Work to be completed: Reproduce word for word the line that contains "shirt in the photo above." and every line after it to the end of the records, with nothing else added.

Given entries:
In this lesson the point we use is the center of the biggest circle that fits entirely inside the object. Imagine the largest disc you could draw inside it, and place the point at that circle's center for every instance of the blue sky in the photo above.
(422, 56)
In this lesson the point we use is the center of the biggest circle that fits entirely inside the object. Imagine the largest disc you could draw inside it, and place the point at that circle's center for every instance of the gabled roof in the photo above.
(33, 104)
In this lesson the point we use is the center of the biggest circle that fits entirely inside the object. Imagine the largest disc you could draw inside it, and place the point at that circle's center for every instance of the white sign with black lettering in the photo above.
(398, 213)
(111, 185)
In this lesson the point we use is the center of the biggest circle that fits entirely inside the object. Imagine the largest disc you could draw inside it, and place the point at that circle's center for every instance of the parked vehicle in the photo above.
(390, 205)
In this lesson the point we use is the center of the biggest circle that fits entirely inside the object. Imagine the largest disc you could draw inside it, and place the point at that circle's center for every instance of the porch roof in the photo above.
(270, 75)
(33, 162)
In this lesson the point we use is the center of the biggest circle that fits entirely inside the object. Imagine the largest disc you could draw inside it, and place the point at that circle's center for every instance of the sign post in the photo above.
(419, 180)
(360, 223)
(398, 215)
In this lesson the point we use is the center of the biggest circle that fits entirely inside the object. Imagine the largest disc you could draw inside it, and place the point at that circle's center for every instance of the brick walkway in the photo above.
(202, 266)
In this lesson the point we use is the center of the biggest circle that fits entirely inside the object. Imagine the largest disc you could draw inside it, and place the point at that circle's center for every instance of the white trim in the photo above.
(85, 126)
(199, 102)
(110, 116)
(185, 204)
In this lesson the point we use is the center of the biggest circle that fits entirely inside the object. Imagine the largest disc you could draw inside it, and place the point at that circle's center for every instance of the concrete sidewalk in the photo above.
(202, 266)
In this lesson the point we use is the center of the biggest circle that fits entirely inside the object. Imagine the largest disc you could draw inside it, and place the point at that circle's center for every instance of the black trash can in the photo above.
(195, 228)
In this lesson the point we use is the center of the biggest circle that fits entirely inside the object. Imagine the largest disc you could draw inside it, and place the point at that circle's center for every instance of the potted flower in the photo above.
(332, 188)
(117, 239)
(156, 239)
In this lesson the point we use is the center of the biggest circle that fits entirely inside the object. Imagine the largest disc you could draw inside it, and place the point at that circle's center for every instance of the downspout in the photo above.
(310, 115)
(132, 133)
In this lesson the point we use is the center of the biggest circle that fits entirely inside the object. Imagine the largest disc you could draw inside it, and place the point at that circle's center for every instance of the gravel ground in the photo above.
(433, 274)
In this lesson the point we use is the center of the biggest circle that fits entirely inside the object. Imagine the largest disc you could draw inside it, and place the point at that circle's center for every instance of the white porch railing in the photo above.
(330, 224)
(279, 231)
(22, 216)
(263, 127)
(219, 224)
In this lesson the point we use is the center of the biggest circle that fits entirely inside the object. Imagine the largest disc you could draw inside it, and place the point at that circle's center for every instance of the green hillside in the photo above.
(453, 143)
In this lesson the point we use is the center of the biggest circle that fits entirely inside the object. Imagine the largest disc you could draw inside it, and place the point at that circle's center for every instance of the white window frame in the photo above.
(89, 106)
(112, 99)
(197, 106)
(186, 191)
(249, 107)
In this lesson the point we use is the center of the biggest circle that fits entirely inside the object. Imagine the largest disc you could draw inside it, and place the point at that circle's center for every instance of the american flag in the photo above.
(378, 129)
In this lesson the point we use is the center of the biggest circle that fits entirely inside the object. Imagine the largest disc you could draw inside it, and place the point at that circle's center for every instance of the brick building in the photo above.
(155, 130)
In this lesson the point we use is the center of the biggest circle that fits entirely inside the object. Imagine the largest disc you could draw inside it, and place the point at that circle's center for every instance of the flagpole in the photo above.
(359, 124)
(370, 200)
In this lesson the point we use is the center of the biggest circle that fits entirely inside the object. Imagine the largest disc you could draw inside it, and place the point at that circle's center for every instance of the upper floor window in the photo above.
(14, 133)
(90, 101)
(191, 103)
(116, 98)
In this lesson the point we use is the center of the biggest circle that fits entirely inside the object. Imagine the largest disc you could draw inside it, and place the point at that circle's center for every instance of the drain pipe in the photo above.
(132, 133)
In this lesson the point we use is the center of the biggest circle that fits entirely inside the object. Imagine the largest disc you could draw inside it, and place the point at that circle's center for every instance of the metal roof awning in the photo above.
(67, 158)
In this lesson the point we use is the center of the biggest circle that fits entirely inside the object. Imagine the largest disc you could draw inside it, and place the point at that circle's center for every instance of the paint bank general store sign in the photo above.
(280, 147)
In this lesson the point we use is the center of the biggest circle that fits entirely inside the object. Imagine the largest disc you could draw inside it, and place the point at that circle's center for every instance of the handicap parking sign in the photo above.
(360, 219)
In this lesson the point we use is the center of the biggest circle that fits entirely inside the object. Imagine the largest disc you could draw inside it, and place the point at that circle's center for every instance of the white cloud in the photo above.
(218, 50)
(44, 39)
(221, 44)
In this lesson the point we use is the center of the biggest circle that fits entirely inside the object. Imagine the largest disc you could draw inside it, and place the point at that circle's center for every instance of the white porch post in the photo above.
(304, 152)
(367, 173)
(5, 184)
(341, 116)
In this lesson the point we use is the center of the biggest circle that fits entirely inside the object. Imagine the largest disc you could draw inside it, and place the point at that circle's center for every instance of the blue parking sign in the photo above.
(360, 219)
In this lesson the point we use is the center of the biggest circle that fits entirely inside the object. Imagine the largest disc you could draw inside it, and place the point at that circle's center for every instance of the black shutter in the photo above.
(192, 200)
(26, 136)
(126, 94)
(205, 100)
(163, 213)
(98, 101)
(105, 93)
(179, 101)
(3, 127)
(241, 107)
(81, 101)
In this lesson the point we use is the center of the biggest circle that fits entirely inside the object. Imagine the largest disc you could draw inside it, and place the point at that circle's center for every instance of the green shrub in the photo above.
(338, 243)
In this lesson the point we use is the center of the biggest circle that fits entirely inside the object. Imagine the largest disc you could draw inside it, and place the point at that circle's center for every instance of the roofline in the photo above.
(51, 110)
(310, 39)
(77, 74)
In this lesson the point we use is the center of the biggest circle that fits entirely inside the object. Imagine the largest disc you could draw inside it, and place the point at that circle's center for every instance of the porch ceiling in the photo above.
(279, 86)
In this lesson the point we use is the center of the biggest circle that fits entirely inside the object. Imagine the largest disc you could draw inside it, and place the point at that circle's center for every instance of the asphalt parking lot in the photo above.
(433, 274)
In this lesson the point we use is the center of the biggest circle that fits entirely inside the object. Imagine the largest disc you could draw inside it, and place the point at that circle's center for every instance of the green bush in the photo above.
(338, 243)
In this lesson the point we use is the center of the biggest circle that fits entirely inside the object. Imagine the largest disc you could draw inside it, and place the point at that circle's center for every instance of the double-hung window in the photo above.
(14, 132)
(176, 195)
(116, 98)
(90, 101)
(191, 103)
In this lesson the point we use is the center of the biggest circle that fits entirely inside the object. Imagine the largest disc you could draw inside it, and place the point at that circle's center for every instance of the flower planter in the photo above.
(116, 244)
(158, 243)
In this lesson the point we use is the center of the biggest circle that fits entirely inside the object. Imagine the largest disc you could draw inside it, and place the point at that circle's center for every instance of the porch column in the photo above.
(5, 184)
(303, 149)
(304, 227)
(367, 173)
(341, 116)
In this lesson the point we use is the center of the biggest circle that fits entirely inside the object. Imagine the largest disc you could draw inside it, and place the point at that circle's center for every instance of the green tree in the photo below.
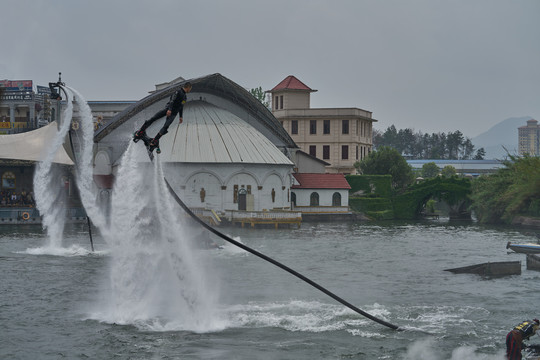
(480, 153)
(513, 190)
(448, 171)
(430, 170)
(260, 95)
(387, 161)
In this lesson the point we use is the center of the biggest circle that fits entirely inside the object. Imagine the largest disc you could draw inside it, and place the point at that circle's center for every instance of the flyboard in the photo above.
(272, 261)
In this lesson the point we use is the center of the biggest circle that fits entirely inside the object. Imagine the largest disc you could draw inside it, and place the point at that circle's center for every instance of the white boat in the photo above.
(530, 248)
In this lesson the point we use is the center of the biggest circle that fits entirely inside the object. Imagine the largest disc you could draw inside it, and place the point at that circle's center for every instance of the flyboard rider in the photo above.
(174, 106)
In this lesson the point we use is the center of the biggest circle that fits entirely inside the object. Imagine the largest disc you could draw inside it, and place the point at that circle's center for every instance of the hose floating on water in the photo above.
(277, 263)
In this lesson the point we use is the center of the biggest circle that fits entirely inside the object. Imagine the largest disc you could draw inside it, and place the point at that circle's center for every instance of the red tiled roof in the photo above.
(292, 83)
(321, 181)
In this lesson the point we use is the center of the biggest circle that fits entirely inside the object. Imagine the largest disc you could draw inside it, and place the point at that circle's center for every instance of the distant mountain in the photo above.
(503, 135)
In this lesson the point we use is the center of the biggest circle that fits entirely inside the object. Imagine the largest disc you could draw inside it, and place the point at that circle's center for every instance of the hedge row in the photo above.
(375, 185)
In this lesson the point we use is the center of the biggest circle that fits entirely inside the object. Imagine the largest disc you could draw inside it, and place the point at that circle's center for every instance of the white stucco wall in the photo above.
(325, 196)
(218, 181)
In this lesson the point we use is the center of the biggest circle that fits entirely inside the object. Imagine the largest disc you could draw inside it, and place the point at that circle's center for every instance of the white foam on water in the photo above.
(73, 250)
(429, 349)
(156, 281)
(229, 249)
(299, 315)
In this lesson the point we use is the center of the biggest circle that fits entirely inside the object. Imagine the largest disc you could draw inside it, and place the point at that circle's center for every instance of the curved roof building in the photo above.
(229, 153)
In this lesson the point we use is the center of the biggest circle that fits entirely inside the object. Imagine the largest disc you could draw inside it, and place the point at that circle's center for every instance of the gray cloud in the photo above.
(432, 65)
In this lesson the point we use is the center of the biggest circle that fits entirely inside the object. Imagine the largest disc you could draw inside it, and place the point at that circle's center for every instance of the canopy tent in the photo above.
(32, 145)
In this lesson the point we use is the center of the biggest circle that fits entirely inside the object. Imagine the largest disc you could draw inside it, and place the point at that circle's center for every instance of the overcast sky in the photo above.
(430, 65)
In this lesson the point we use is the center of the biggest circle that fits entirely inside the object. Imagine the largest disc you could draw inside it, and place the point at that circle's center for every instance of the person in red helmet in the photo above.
(515, 338)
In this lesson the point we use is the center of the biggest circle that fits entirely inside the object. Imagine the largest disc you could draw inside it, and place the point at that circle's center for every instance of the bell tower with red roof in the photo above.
(290, 93)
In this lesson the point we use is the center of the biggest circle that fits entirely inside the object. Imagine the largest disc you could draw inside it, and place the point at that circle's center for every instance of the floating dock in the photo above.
(533, 262)
(502, 268)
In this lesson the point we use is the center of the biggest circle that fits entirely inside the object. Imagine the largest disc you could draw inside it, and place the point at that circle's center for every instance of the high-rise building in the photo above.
(529, 138)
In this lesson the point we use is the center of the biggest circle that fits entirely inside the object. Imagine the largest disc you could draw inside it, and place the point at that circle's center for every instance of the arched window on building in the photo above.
(314, 199)
(8, 180)
(336, 199)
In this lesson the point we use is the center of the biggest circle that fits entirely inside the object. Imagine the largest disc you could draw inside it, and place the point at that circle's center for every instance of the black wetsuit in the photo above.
(514, 339)
(175, 105)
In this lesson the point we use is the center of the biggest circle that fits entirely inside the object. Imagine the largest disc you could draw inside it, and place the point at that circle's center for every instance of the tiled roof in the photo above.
(320, 181)
(291, 83)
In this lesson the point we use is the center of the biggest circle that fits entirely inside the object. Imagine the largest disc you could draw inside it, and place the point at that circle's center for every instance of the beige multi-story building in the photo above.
(529, 138)
(339, 136)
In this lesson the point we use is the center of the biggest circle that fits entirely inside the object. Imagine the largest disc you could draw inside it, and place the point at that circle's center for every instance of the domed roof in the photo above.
(210, 134)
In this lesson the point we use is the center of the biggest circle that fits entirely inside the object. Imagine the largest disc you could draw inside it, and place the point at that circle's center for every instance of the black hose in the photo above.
(278, 264)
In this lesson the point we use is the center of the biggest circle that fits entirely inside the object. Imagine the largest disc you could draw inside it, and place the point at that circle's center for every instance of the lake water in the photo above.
(56, 302)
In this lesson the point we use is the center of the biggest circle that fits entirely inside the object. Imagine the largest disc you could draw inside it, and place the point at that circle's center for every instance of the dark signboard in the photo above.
(16, 85)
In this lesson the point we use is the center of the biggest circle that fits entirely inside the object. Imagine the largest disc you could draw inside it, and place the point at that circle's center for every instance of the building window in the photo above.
(336, 199)
(314, 199)
(294, 127)
(344, 152)
(312, 127)
(344, 126)
(8, 180)
(326, 152)
(326, 127)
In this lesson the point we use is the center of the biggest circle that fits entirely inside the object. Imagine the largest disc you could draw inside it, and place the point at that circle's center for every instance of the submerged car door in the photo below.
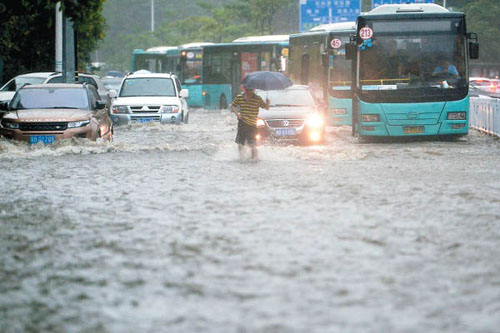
(183, 100)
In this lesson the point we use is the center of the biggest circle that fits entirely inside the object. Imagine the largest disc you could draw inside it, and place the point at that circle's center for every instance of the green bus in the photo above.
(317, 59)
(226, 64)
(185, 61)
(411, 71)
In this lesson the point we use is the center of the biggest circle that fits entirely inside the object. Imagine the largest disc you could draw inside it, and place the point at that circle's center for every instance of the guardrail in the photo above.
(485, 115)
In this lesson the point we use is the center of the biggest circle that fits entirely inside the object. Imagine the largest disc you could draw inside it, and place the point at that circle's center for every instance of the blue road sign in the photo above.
(316, 12)
(377, 3)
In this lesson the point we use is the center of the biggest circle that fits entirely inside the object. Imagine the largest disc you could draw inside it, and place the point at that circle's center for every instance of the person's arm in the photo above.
(235, 111)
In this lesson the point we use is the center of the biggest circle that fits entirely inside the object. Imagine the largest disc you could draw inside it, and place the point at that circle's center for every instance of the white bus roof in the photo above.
(193, 45)
(269, 38)
(408, 8)
(161, 49)
(335, 26)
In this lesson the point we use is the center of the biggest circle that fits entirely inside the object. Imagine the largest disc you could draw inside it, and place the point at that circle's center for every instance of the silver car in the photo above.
(293, 116)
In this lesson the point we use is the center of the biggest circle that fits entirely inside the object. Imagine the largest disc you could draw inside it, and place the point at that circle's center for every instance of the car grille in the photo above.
(285, 123)
(146, 108)
(154, 118)
(59, 126)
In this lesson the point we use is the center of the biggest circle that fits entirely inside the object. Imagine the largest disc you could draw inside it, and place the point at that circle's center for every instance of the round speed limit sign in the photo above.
(366, 33)
(336, 43)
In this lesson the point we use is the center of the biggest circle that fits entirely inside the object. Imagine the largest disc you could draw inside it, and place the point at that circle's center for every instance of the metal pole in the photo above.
(152, 16)
(59, 39)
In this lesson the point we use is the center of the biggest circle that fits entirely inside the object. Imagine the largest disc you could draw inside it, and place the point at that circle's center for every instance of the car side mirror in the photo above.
(184, 93)
(474, 50)
(100, 105)
(112, 94)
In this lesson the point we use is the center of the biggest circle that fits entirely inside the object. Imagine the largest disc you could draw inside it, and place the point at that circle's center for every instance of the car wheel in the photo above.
(223, 102)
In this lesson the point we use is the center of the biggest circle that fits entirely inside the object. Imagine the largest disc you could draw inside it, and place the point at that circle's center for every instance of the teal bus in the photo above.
(185, 61)
(411, 71)
(226, 64)
(317, 59)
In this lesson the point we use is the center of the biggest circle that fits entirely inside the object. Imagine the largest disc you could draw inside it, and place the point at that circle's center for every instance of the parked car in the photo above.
(293, 115)
(9, 89)
(54, 111)
(146, 97)
(85, 78)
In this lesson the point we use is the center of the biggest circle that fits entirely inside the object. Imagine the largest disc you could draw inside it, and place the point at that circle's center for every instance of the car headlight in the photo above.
(10, 124)
(456, 116)
(370, 117)
(315, 120)
(75, 124)
(120, 109)
(170, 109)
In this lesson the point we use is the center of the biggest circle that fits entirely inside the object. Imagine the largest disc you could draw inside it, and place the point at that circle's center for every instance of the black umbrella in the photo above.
(266, 81)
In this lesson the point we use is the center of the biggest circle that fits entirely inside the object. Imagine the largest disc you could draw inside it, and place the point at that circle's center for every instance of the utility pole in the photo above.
(59, 29)
(152, 15)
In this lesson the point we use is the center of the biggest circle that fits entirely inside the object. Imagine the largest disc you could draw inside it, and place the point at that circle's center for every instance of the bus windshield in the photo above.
(413, 64)
(192, 71)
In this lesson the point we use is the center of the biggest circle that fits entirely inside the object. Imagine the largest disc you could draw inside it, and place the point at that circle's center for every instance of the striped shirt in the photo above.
(249, 110)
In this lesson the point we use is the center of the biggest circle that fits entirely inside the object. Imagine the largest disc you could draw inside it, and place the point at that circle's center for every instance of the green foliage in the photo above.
(483, 17)
(27, 42)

Solution for this exercise:
In this lesson the point we use is the center of the biggest circle that fits entirely inside the object. Imagine the largest disc you could draw inside it, and place the point at that circle's center for every instance of the striped shirt in the photo above.
(249, 110)
In this lesson the point we use is the center of the biggest circle that fits entirely inside the object. Imagine the largest disc you could draw inside it, and place the point at that circle's center for every instance of the green foliage in the photo above.
(483, 17)
(27, 42)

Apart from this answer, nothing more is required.